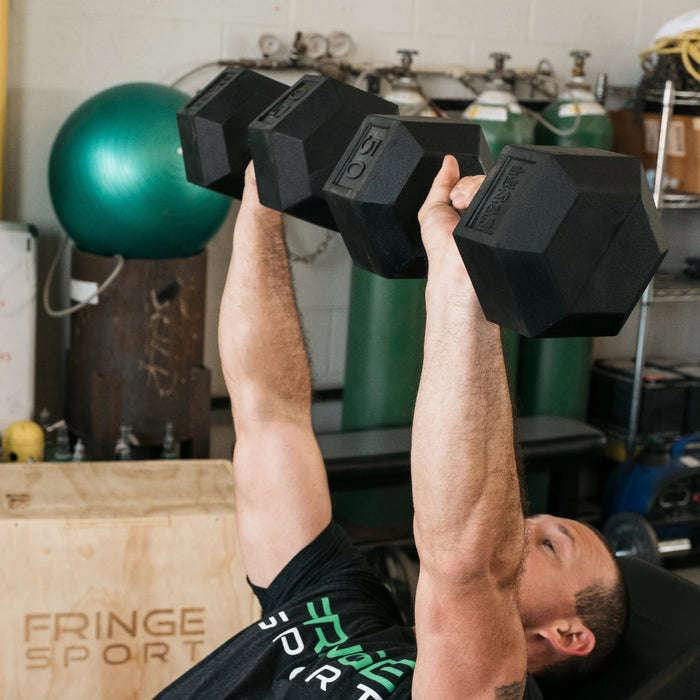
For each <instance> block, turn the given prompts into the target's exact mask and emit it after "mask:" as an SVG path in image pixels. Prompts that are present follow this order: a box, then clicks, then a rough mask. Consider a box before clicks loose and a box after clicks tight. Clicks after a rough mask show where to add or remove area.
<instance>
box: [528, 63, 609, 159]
mask: <svg viewBox="0 0 700 700" xmlns="http://www.w3.org/2000/svg"><path fill="white" fill-rule="evenodd" d="M571 55H572V56H573V57H574V69H573V71H572V77H571V80H570V81H569V82H568V83H567V85H566V89H565V90H564V91H563V92H562V93H561V95H560V96H559V97H558V99H556V100H554V101H553V102H552V103H550V104H549V105H547V107H545V108H544V110H543V111H542V117H543V118H544V120H545V121H546V122H548V123H549V124H550V125H551V127H550V126H547V125H546V124H543V123H541V122H538V124H537V127H536V129H535V140H536V142H537V143H538V144H540V145H543V146H567V147H571V146H577V147H582V148H602V149H603V150H606V151H607V150H610V148H612V139H613V130H612V122H611V121H610V117H609V116H608V113H607V112H606V110H605V107H603V106H602V105H601V104H599V103H598V102H597V101H596V99H595V97H594V95H593V93H592V92H591V89H590V86H589V85H588V83H587V82H586V78H585V73H584V63H585V59H586V58H588V56H590V54H589V53H588V52H587V51H572V52H571ZM577 118H578V124H577Z"/></svg>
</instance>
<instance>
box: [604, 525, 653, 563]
mask: <svg viewBox="0 0 700 700" xmlns="http://www.w3.org/2000/svg"><path fill="white" fill-rule="evenodd" d="M603 534H604V535H605V536H606V537H607V538H608V540H609V541H610V544H611V545H612V547H613V549H614V550H615V554H616V556H618V557H622V556H635V557H639V558H640V559H645V560H646V561H649V562H651V563H652V564H659V563H660V561H661V557H660V555H659V542H658V539H657V537H656V532H654V528H653V527H652V526H651V525H650V524H649V522H648V521H647V520H646V519H645V518H643V517H642V516H641V515H638V514H637V513H628V512H623V513H615V515H613V516H612V517H611V518H610V519H609V520H608V521H607V522H606V523H605V526H604V527H603Z"/></svg>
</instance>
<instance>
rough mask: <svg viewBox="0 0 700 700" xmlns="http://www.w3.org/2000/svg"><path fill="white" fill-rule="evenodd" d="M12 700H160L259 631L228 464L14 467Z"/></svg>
mask: <svg viewBox="0 0 700 700" xmlns="http://www.w3.org/2000/svg"><path fill="white" fill-rule="evenodd" d="M0 551H2V553H3V565H2V567H0V606H2V620H3V622H2V627H1V628H0V697H1V698H3V700H28V699H29V698H31V700H40V699H52V700H53V699H55V700H59V699H60V700H66V699H68V698H70V700H82V699H83V698H84V699H85V700H112V699H113V700H145V699H148V698H152V697H153V696H154V695H155V694H156V693H157V692H158V691H159V690H160V689H162V688H163V687H164V686H165V685H167V684H168V683H169V682H170V681H172V680H174V679H175V678H177V677H178V676H179V675H181V674H182V673H183V672H185V671H186V670H187V669H188V668H190V667H191V666H193V665H194V664H195V663H196V662H198V661H199V660H201V659H202V658H204V656H206V655H207V654H208V653H209V652H211V651H213V650H214V649H215V648H216V647H217V646H219V645H220V644H221V643H223V642H224V641H226V640H227V639H228V638H229V637H230V636H232V635H233V634H235V633H236V632H237V631H239V630H240V629H242V628H243V627H245V626H247V625H248V624H250V623H251V622H253V621H254V620H256V619H257V618H258V617H259V608H258V604H257V601H256V600H255V599H254V596H253V594H252V592H251V591H250V589H249V587H248V585H247V583H246V580H245V573H244V569H243V562H242V559H241V556H240V552H239V549H238V542H237V536H236V527H235V508H234V500H233V479H232V474H231V463H230V462H227V461H225V460H201V461H184V460H173V461H165V460H164V461H154V462H93V463H90V462H83V463H70V462H68V463H36V464H3V465H1V469H0Z"/></svg>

■ ■ ■ ■ ■ ■ ■

What to produce: Arrange the lines from the start of the records up to and including the line containing "box: [528, 63, 609, 159]" as a JSON list of strings, one string per line, skipping blank lines. Leave the pictures out of the answer.

Response to this task:
[
  "For each <instance> block, turn the given prompts into the target's exact mask and emit it after \"mask:\" as an SVG path in image pixels. Prompts that are present follow this order: a box, then clicks, then a rough mask. Consider a box before clicks loose and a box after clicks tight. Clicks after a rough mask show where to add or remove area.",
  "<instance>",
  "box: [528, 63, 609, 159]"
]